→ **Things to do**
1. Please rewrite the interview paragraph beginning "Tom Cruise, or possibly his production company" as a shorter version that keeps its main facts.
2. In the interview, swap "computer art" for "digital art" and write out the passage from "JS: Th latter." to "instead of three.".

→ **Quoted text**
==*==

GB: So what's up with the movie?
JS: Tom Cruise, or possibly his production company, Cruise-Wagner (a subsidiary of Paramount) saw the January 97 GQ article re: me. Cruise-Wagner contacted me in February, expressing interest in buying my life rights. Tom Cruise expressed interest in portraying me. After much negotiation (I engaged the services of th well-known agency, CAA, with Robert Bookman acting as my primary agent, I signed a Paramount contract. In December of 97, the British writer, Paula Milne, came out to Cape Ann for about a week. She has written tyhe script, and Paramount is "shopping around" for a big-name director.

GB: I figure that Tom Cruise has a multitude of projects lined up, so is yours a few years down the line?
JS: Possibly.

GB: I read in one of the articles that you are going to have a spoken word and looped music CD contract...what's going on with that?
JS: I wish I knew.

GB: How many hours do you spend in your workshop every day?
JS: Around six.

GB: Do you spend a specifically alotted amount of time on specific projects (such as a commissioned piece or a Boltflash that you want to send out)?
JS: No.

GB: How many people, on average, receive Boltflashes at any one time?
JS: This is HIGHLY variable.

GB: Do you give each recipient equal amounts of mailings or do you send stuff out to specific people based on your own personal motives?
JS: Th latter.

GB: Have you ever worked with computer art?
JS: Not a lot. I DETEST most computer art.

GB: If so, what have you done?
JS: Not much.

GB: If not, do you ever plan to?
JS: Who knows?

GB: This is kind of nit-picky, but I have just got to ask...why do you type 'the' as 'th'? (I had to keep correcting myself when I typed as I always pressed that extra 'e' out of some subconscious movement)
JS: It's easier. I only need to type TWO CHARACTERS instead of three.

JS: Addendum to my reply re: "th" vs. "the": i realize, on reflection, that my reason(s) for using "th" vs. th correct spelling "the" goes much deeper than my glib reply that "it's just easier". your observation that you SUBCONSCIOUSLY type "the" when i use "th" is, i think, much more profound than a throw-away obsevation. th "societal consensus" is "the" vs. "th". there is an AGREEMENT that "the" is th way it's spelled. i, by nature, am and always have been and in all likelihood always will be a contrarian. this is my RAISON D'ETRE. this is why, in part, i don't capitalize th first character in a sentence. e.e. cummings lives, babe! there are many more societal consensuses of more moment: that hunger, poverty, et al. need to exist, that war is an inevitably, ibid. racism, other injustices, classism, sexism, anti-semitism, other types on intolerance, etc. so, i view my "th" usage as a metaphor of JUST COS WE AGREE THAT THINGS ARE A CERTAIN WAY, THAT DON'T MAKE IT INEVITABLE. einstein stands out as this century's (recorded history's?!) prime proponent of this type of iconoclastic paradigm. i am deeply, DEEPLY impressed by people, who by force of sheer will, and in th face of th suffocating inertia of th status quo, are able to construct an alternate reality. EINSTEIN was such a man. so were/are marcel duchamp, hunter thompson, beck, captain beefheart, dylan, t.s. eliot, shakespeare, martin luther king, e.e. cummings, jung, ghandi, da vinci, f. scott fitzgerald, mahler, kafka, hendrix, and andy kaufman. i think th KABALA is an attempt to create such an alternate reality using th mystical/transformative/ magical properties of numbers. if i can even feebly attempt to accomplish a fraction of this gestalt via my art, i will consider my quest a resounding success

UPDATED
(as of 1/9/00)

==*==

→ **Information shown**
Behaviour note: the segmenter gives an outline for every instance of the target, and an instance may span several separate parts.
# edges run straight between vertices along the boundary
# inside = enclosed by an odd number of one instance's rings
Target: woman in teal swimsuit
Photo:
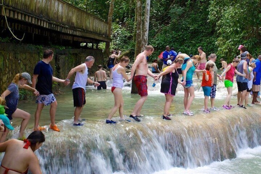
[[[185,70],[183,72],[183,81],[182,85],[184,86],[184,106],[185,111],[183,114],[188,115],[192,116],[194,114],[189,111],[190,105],[195,96],[194,94],[194,85],[192,81],[192,77],[194,72],[202,72],[205,71],[206,70],[196,70],[195,65],[200,60],[199,55],[193,56],[191,59],[188,61]],[[190,96],[188,99],[188,95]]]

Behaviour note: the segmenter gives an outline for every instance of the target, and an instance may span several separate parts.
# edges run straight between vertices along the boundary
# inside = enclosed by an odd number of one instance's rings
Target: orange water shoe
[[[45,127],[38,126],[38,129],[34,129],[34,131],[43,131],[45,129]]]

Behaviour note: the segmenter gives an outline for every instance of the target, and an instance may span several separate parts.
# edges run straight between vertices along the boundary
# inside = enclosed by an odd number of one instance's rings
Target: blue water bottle
[[[155,83],[155,81],[153,82],[153,84],[152,84],[152,87],[155,87],[155,86],[156,86],[156,84]]]

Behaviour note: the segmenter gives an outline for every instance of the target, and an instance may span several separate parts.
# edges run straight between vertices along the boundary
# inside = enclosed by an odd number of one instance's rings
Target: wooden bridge
[[[22,42],[80,46],[111,42],[108,23],[62,0],[0,0],[0,37]]]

==*==

→ **Results of the tasks**
1. Tom Cruise, or possibly his production company Cruise-Wagner (a Paramount subsidiary), saw JS in the January 97 GQ article. Cruise-Wagner contacted JS in February about buying JS's life rights, and Cruise expressed interest in playing JS. After much negotiation, with CAA's Robert Bookman as primary agent, JS signed a Paramount contract. British writer Paula Milne spent about a week in Cape Ann in December 97 and wrote the script. Paramount is now "shopping around" for a big-name director.

2.
JS: Th latter.

GB: Have you ever worked with digital art?
JS: Not a lot. I DETEST most digital art.

GB: If so, what have you done?
JS: Not much.

GB: If not, do you ever plan to?
JS: Who knows?

GB: This is kind of nit-picky, but I have just got to ask...why do you type 'the' as 'th'? (I had to keep correcting myself when I typed as I always pressed that extra 'e' out of some subconscious movement)
JS: It's easier. I only need to type TWO CHARACTERS instead of three.